_Text segment:_
================================

Passing Comments on Internals with Possible Future Development

February 24, 2017

by oubiwann

Yesterday on the LFE Slack, Kyle Oba asked some interesting questions about Clojang and core.async. What followed was a mini brain-dump of current thinking on the topic, so I thought it might be good to record that somewhere more permanant and public.

The discussion on Slack the other day kicked off with a question about how messages are consumed in Clojang (and thus jiface and JInterface), and whether, in Clojure code, one could use core.async to do this.

We'll take a very quick deep (while at the same time superficial) dive into this, but then answer some broader questions to provide a better context for JInterface and the projects built upon it.

Receiving Messages

If you are using the clojang library, receiving messages is as simple as the following (assuming you've followed the best practice of adding the Clojang agent dependency in your project.clj file and set the :java-agents option):

(require '[clojang.core :refer [receive]]

(receive)

At which point, your code blocks until a message is received. When a message comes in, clojang will automatically convert the Java-OTP hybrid types to Clojure types; when you reply, the conversion will take place in the other direction.

A fuller examples is viewable here:

  • https://github.com/clojang/lfecljapp/blob/master/src/clj/cljnode/server.clj

Under the hood (in the clojang library), a default OTP node and associated mbox are being used (using the Clojure-idiomatic library jiface). Under that hood, Erlang's JInterface Java library is using threads, sockets, and custom queues to handle in-coming and out-going messages.

In other words, not a lot of room for core.async, unfortunately.

However, there's a little bit of room :-)

Command & Convenience Channels

One way I use core.async in Clojang applications is to facilitate communications between Clojure functions (i.e., a Clojang server and client, both written in Clojure).

Here's a Clojure server that takes a core.async channel as an argument:

(defn run
  [cmd-chan]
  (log/info "Starting Clojure node with nodename ="
            (System/getProperty "node.sname"))
  (let [init-state 0]
    (loop [png-count init-state]
      (match (receive)
        [:register caller]
          (do
            (log/infof "Got :register request from %s ..." caller)
            (mbox/link (self) caller)
            (! caller :linked)
            (recur png-count))
        [:ping caller]
          (do
            (log/infof "Got :ping request from %s ..." caller)
            (! caller :pong)
            (recur (inc png-count)))
        [:get-ping-count caller]
          (do
            (log/infof "Got :get-ping-count request from %s ..."  caller)
            (! caller png-count)
            (recur png-count))
        [:stop caller]
          (do
            (log/warnf "Got :stop request from %s ..." caller)
            (! caller :stopping)
            :stopped)

================================

_Objective 1:_
Rewrite the entries as a numbered list, starting at their first line and ending with the line containing "(1034, 493)", and leave out any blank lines.

_Given data:_
================================

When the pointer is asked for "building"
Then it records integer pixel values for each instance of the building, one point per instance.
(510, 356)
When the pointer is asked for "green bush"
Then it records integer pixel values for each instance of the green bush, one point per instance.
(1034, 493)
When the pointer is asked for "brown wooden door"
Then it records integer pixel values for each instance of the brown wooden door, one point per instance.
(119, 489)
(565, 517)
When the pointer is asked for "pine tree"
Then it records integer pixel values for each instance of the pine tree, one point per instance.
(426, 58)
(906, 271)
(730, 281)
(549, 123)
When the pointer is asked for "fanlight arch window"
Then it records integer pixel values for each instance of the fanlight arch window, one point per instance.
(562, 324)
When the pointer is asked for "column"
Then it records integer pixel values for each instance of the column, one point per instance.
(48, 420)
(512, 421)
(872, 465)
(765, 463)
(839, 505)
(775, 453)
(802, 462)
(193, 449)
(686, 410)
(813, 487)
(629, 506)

================================

_Objective 2:_
Print, word for word, the part of the post on Clojang and core.async that opens with the words "Command & Convenience" and closes with "written in Clojure).".

_Complete output 1:_
1. When the pointer is asked for "building"
2. Then it records integer pixel values for each instance of the building, one point per instance.
3. (510, 356)
4. When the pointer is asked for "green bush"
5. Then it records integer pixel values for each instance of the green bush, one point per instance.
6. (1034, 493)

_Complete output 2:_
Command & Convenience Channels

One way I use core.async in Clojang applications is to facilitate communications between Clojure functions (i.e., a Clojang server and client, both written in Clojure).